[start EXTRACT TO READ]
(Technical Analysis) AUD/USD Gains Momentum Amid China Stimulus and RBA’s Steady Rates

Market Analysis

The Australian dollar (AUD) is in its third consecutive week of gains, bolstered by the recent announcement of a significant stimulus package from Beijing and the Reserve Bank of Australia’s (RBA) decision to keep interest rates steady. The AUD/USD pair climbed to 0.6883, marking its highest level since 14th July last year.

China Stimulus and RBA Decision

The AUD/USD currency pair has seen sustained upward momentum following the unveiling of a major stimulus by China, aimed at reviving its struggling economy. A key component of this stimulus involved the central bank reducing the required reserve ratio for banks by 0.50%, effectively freeing up approximately $142 billion for new lending.

This move led to an immediate uptick in the prices of crucial commodities such as iron ore and coal, as market participants anticipated increased demand. However, some analysts have expressed concerns that the stimulus may have been introduced too late to have the desired impact.
[end EXTRACT TO READ]
[start DATA]
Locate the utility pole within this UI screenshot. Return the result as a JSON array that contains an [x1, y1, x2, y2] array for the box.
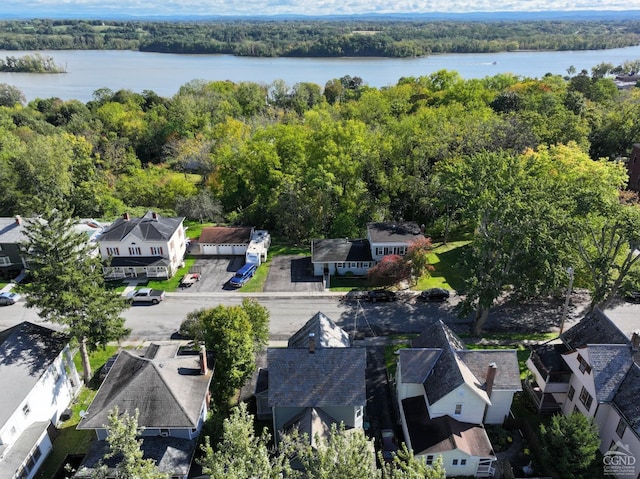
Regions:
[[560, 266, 573, 335]]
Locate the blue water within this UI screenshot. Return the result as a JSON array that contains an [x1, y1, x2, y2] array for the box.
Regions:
[[0, 46, 640, 102]]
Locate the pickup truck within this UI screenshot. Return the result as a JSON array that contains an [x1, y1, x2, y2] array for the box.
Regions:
[[127, 288, 164, 304]]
[end DATA]
EXERCISE REQUIREMENTS
1. List every figure in the AUD/USD analysis that is written with digits, as it appears there.
2. Copy the AUD/USD analysis word for word, from "Market Analysis" up to and including "for new lending.".
3. Resume the AUD/USD analysis from the point where it stops.

IN RESPONSE
1.
0.6883
14th July
0.50%
$142 billion

2.
Market Analysis

The Australian dollar (AUD) is in its third consecutive week of gains, bolstered by the recent announcement of a significant stimulus package from Beijing and the Reserve Bank of Australia’s (RBA) decision to keep interest rates steady. The AUD/USD pair climbed to 0.6883, marking its highest level since 14th July last year.

China Stimulus and RBA Decision

The AUD/USD currency pair has seen sustained upward momentum following the unveiling of a major stimulus by China, aimed at reviving its struggling economy. A key component of this stimulus involved the central bank reducing the required reserve ratio for banks by 0.50%, effectively freeing up approximately $142 billion for new lending.

3.
A stimulus package from China is generally perceived as positive for Australia, given that China is its largest trading partner.

Further supporting the AUD, the RBA opted to maintain its interest rates, signaling that cuts are unlikely shortly. In a statement, Governor Michele Bullock highlighted that, unlike previous meetings, the RBA did not even consider rate hikes. This suggests that the RBA could be one of the last major central banks to reduce interest rates, in contrast to others such as the Federal Reserve (Fed) and the Bank of England, which have already started cutting rates.

Meanwhile, in the United States, a report from the Conference Board revealed that consumer confidence has plummeted to its lowest level in three years, with ongoing concerns about the labour market. The index dropped to 98.7, falling short of the predicted 103.5. This data reinforces the Fed’s stance that the labour market remains a significant challenge, suggesting further rate cuts could be on the horizon.

AUD/USD Technical Analysis

The rally in the AUD/USD pair gained further traction following the RBA’s interest rate decision. It broke through a key resistance level at 0.6821, the high reached on 29th August, negating a previously forming double-top chart pattern.

The pair has now moved above the 50-day moving average, as well as a significant resistance level at 0.6871, the high from December last year. Additionally, it has surpassed the ultimate resistance level represented by the Murrey Math Lines.

Both the Moving Average Convergence Divergence (MACD) and the Relative Strength Index (RSI) are pointing upwards, with the Average Directional Index (ADX) holding above 20, indicating a continued uptrend.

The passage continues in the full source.